== Document extract ==
=== Section Start ===

BDE: Rabbi Dr. Avraham Joshua Twerski, Z”l

    We are saddened to inform the community of the petira of Rabbi Dr. Avraham Joshua Twerski, z”l, who was 90.

     Rav Twerski, who was born in Milwaukee, Wisconsin in 1930, who wrote 88 books on many topics, such as Judaism, self-help, addiction, depression, and stress. Among Rav Twerski’s many books were collaborations with Peanuts comic strip creator Charles Schulz.

   After graduating high school at age 16, when Rav Twerski was 21, and he received smicha, he began to serve as co-rabbi with his father, Ha Rav Jacob Israel Twerski Congregation Beth Jehudah in Milwaukee, Wisc, in 1951.

   A direct descendant of the Chernobyler and Sanzer dynasties, Rabbi Twerski was able to trace his family tree all the way back to the Baal Shem Tov.

    After attending the Hebrew Theological College of Chicago, which now located in Skokie, Illinois, in 1960, Rav Twerski graduated from the medical school of Milwaukee's Marquette University. 

   In his clinical career as a world-renown expert on addiction and a trail-blazing psychiatrist who specialized in addiction, Rabbi Dr. Twerski merged ideas from the Mussar movement, the 12-Step Program, and ideas from clinical psychology.

   After medical school, Rabbi Dr. Twerski moved to Pittsburgh, Pa, to work at the Gateway Rehabilitation Center, which he founded. Rabbi Dr. Twerski also served as the clinical director of the Department of Psychiatry at St. Francis Hospital in Pittsburgh and the associate professor of psychiatry at the University of Pittsburgh's School of Medicine. In addition, Rav Twerski, founded the Shaar Hatikvah rehabilitation center for prisoners in Israel.

=== Section End ===

== Study material ==
=== Section Start ===

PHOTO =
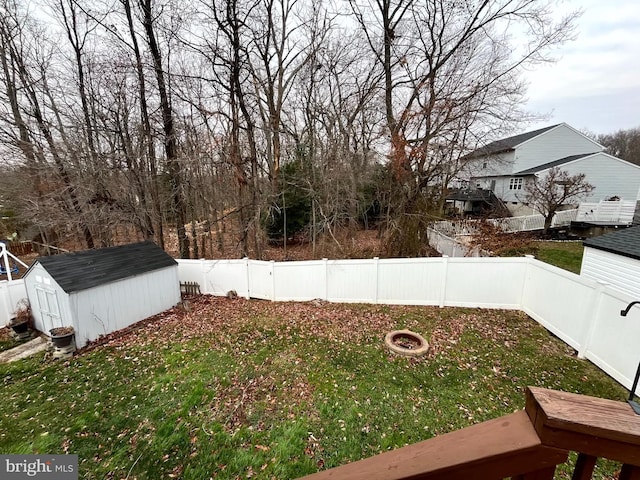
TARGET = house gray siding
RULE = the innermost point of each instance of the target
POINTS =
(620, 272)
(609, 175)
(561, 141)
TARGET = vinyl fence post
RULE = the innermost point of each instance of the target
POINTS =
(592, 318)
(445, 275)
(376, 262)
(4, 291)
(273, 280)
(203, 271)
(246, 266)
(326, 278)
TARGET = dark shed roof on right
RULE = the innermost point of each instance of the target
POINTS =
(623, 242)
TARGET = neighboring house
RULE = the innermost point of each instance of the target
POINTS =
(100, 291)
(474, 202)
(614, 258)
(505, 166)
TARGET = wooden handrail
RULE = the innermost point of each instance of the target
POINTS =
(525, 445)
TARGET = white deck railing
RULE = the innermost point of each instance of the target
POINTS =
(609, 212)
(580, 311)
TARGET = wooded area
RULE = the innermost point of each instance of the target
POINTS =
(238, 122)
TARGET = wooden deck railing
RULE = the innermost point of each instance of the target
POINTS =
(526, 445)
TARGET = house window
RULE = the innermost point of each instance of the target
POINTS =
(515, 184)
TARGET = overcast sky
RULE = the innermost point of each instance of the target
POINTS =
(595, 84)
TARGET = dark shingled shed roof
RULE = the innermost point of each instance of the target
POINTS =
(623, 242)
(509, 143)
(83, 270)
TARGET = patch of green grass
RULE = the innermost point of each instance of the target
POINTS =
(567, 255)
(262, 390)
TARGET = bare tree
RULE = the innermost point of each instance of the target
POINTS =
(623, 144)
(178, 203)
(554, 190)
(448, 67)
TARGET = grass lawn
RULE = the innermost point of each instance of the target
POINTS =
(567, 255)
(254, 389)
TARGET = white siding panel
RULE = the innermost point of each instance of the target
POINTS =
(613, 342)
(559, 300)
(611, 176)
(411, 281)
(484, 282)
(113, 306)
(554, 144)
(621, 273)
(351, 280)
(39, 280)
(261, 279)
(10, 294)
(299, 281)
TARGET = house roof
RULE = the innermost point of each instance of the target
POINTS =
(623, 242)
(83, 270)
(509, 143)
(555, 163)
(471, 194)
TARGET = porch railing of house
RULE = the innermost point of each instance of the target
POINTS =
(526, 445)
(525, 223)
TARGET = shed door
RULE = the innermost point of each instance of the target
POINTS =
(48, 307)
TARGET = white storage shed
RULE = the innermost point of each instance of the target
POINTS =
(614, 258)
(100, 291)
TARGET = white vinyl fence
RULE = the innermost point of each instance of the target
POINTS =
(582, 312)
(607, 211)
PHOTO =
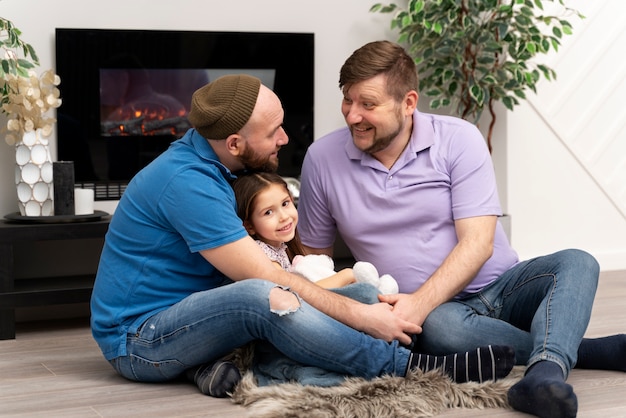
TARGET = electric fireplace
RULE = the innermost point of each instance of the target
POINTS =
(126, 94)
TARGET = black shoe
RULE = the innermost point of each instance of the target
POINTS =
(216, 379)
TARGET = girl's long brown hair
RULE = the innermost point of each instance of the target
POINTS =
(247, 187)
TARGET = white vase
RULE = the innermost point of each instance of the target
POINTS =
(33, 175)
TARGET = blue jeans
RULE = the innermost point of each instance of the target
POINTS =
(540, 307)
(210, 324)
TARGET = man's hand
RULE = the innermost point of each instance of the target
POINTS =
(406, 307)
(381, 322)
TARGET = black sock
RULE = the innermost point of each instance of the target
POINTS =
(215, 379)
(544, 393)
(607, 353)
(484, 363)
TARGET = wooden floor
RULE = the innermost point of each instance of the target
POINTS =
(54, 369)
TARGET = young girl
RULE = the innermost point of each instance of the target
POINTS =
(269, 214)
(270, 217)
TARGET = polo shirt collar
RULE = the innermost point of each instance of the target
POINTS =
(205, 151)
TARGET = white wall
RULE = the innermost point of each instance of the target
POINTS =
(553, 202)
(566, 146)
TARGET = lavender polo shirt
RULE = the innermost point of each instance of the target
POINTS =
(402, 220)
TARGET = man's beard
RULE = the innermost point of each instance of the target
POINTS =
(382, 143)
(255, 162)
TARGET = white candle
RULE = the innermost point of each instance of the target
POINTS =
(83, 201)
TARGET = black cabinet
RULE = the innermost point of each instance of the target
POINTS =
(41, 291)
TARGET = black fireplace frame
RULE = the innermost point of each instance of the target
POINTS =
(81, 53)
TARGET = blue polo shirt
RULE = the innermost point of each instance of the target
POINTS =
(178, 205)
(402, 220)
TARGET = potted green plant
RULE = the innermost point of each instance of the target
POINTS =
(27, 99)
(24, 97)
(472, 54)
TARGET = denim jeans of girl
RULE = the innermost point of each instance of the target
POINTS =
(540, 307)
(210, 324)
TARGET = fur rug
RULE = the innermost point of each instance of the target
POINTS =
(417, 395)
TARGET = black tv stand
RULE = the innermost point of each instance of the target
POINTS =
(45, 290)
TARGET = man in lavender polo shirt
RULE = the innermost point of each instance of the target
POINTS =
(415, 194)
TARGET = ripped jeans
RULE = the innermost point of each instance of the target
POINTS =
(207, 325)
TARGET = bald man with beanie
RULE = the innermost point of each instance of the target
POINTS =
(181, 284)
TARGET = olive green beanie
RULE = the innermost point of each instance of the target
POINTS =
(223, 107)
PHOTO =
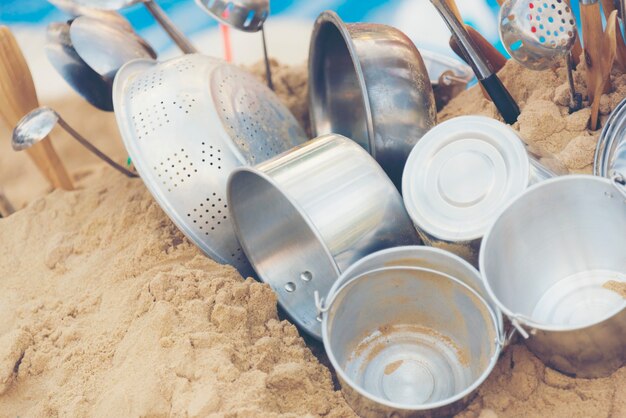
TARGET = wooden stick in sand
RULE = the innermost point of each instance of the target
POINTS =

=== Section End ===

== Tasks for this exercise ==
(A) Sum up the notice about Rabbi Dr. Avraham Joshua Twerski in two sentences.
(B) Set down word for word the part of the notice starting with "After graduating high" and going on through "Milwaukee's Marquette University.".
The entries come from a separate source, not from the notice.

== Numbered answers ==
(A) Rabbi Dr. Avraham Joshua Twerski, born in Milwaukee, Wisconsin in 1930, has passed away at 90; he wrote 88 books on topics such as Judaism, self-help, addiction, depression, and stress. A psychiatrist who specialized in addiction, he merged ideas from the Mussar movement, the 12-Step Program, and clinical psychology, and he founded the Gateway Rehabilitation Center in Pittsburgh and the Shaar Hatikvah rehabilitation center for prisoners in Israel.

(B)
After graduating high school at age 16, when Rav Twerski was 21, and he received smicha, he began to serve as co-rabbi with his father, Ha Rav Jacob Israel Twerski Congregation Beth Jehudah in Milwaukee, Wisc, in 1951.

   A direct descendant of the Chernobyler and Sanzer dynasties, Rabbi Twerski was able to trace his family tree all the way back to the Baal Shem Tov.

    After attending the Hebrew Theological College of Chicago, which now located in Skokie, Illinois, in 1960, Rav Twerski graduated from the medical school of Milwaukee's Marquette University.